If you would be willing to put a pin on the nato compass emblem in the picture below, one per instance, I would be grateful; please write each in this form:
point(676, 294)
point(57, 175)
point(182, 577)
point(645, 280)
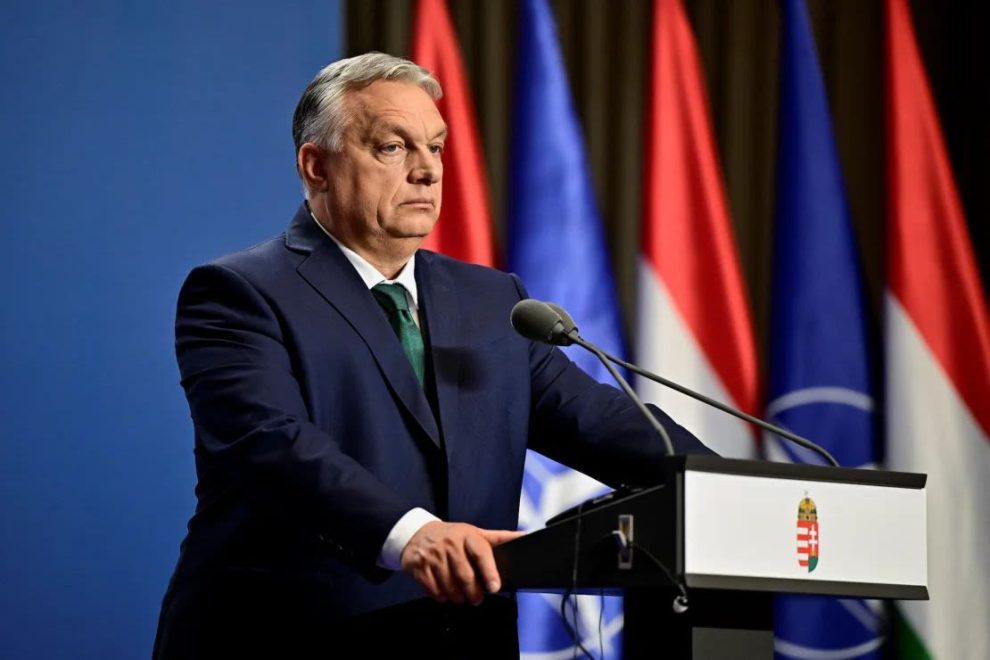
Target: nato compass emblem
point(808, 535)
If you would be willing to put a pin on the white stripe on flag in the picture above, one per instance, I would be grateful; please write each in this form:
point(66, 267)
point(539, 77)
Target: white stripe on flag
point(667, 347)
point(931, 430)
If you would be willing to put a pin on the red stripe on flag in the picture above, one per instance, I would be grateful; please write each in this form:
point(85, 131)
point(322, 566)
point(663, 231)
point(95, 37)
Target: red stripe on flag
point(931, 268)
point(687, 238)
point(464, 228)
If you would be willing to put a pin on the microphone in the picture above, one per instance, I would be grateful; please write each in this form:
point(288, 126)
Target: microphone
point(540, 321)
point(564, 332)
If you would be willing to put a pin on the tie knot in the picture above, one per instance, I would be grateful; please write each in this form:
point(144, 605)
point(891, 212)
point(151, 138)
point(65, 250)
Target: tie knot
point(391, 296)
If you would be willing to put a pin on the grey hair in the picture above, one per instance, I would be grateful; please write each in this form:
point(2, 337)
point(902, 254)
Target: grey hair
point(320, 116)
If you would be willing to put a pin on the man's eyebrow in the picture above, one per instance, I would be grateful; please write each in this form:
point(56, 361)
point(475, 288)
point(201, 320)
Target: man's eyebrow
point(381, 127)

------------------------------------

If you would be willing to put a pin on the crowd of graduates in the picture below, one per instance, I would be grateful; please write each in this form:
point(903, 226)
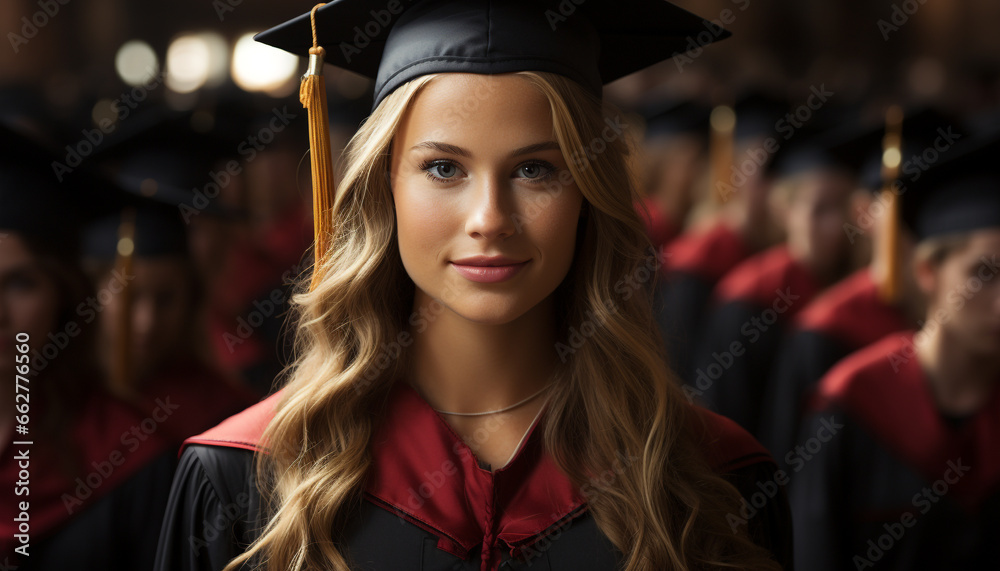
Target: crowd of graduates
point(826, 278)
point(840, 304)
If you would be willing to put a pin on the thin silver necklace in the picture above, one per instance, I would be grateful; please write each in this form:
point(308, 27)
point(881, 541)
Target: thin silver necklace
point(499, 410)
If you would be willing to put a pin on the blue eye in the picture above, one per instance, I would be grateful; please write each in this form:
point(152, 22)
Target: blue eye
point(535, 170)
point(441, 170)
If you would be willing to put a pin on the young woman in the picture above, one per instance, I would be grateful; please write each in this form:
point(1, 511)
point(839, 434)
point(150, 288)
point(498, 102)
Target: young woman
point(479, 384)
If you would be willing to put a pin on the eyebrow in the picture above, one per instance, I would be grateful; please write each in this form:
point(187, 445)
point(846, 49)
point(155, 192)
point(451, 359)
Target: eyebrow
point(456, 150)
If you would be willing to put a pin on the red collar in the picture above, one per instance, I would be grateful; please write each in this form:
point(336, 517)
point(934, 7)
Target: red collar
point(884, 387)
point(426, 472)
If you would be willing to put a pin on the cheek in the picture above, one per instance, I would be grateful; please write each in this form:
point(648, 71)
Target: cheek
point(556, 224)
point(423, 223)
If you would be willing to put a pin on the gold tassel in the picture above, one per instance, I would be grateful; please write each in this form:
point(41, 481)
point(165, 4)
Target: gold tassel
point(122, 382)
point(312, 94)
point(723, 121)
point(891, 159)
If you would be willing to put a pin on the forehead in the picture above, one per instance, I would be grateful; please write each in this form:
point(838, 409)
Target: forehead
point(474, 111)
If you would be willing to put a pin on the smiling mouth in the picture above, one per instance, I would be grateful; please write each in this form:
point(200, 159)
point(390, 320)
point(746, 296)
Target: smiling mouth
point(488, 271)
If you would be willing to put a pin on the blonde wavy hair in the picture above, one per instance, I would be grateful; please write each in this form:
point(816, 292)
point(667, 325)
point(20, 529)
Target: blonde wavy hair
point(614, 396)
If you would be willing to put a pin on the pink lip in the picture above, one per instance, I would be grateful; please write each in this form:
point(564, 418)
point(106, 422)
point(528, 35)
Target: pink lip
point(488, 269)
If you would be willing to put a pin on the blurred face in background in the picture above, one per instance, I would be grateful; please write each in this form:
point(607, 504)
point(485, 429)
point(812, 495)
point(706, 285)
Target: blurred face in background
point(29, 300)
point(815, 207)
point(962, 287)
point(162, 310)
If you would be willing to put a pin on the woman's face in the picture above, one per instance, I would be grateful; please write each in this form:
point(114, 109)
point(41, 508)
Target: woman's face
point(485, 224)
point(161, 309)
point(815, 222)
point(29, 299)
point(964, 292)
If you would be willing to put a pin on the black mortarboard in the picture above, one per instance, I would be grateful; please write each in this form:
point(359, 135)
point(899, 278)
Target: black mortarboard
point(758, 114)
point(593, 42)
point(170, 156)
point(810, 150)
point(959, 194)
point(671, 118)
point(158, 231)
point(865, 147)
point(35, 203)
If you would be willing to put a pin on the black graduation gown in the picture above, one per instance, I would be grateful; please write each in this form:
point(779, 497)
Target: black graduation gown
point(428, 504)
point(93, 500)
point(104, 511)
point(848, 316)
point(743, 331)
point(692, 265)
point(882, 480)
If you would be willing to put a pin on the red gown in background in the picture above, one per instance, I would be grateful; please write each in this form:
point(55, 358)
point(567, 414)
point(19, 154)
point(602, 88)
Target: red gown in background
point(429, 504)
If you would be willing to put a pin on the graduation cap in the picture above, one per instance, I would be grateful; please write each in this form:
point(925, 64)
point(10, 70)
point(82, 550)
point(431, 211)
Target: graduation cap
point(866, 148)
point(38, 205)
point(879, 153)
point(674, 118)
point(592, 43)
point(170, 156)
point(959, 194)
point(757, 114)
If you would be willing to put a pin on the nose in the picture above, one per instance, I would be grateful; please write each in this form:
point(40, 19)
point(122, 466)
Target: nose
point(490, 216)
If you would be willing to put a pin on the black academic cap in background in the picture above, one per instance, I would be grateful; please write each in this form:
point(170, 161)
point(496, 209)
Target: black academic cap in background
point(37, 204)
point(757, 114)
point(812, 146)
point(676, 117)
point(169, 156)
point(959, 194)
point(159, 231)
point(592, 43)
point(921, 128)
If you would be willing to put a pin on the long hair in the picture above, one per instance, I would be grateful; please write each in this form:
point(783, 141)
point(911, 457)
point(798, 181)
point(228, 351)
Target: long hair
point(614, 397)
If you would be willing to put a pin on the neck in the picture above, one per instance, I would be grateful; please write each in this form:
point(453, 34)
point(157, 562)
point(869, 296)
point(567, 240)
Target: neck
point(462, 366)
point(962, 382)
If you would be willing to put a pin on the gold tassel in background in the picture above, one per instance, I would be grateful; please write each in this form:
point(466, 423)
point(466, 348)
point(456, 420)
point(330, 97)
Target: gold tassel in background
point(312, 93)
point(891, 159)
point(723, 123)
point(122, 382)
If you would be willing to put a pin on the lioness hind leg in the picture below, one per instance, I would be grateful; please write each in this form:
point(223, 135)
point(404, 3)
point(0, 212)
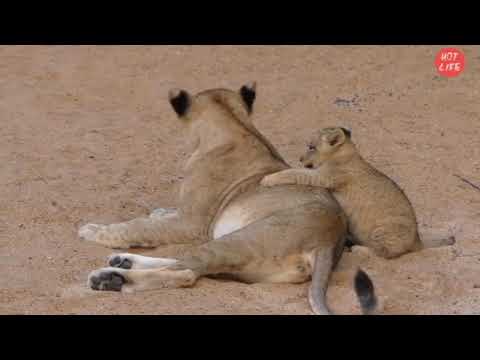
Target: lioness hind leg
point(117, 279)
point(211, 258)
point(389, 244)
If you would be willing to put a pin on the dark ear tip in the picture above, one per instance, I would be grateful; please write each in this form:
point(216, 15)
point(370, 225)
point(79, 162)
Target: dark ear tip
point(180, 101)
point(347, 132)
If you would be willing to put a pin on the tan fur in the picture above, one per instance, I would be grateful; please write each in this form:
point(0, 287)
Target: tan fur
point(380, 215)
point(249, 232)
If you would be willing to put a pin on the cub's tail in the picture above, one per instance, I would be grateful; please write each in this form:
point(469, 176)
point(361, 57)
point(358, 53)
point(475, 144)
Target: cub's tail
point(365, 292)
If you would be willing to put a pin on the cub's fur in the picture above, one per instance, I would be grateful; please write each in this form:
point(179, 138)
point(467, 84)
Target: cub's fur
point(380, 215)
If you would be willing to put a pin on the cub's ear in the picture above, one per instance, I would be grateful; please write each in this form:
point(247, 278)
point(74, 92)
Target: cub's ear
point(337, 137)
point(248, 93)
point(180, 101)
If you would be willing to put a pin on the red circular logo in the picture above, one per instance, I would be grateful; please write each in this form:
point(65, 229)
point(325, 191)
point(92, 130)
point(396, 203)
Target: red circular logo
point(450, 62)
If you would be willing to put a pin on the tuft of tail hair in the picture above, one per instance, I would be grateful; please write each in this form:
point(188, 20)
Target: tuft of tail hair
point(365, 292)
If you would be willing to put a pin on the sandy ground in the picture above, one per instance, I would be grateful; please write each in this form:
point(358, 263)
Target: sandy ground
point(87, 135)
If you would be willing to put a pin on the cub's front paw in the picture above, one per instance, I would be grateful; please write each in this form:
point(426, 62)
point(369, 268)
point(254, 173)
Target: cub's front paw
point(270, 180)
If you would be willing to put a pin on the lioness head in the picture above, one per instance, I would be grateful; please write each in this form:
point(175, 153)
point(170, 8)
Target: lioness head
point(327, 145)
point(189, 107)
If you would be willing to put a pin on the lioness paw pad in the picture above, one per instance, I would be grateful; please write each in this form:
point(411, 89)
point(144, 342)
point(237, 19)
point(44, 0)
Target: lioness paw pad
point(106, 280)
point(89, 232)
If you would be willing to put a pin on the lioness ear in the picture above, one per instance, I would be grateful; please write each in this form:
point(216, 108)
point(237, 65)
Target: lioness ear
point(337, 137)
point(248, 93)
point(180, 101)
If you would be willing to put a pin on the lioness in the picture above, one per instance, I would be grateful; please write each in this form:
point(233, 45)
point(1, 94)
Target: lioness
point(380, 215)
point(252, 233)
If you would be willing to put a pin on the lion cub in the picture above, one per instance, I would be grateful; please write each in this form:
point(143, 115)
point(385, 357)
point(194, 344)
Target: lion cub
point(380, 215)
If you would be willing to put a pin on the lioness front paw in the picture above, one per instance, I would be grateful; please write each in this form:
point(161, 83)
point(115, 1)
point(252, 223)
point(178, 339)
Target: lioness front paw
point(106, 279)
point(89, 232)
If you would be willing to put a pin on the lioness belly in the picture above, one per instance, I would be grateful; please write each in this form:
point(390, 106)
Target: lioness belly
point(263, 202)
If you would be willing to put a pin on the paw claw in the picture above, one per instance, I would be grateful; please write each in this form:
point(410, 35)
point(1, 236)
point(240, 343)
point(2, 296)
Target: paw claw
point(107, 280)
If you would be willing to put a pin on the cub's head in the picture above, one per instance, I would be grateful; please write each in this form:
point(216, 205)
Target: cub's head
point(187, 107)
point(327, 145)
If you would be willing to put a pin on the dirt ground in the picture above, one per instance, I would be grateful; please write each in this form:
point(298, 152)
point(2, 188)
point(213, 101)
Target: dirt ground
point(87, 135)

------------------------------------

● Required action
Find the word "below" in the listing above, then copy each line where it turns up.

● Answer section
If you would be willing to put a pin on the nato compass emblem in the picture below, one per instance, I would be grateful; please write each in this form:
If you would be willing to put a pin on the crowd of graduates in the picture below, one per instance, I would be grateful; please write each in this form:
If you would be willing to put a pin on the lioness hind leg in the picture below, one per instance, I would be grateful; please write each in this form:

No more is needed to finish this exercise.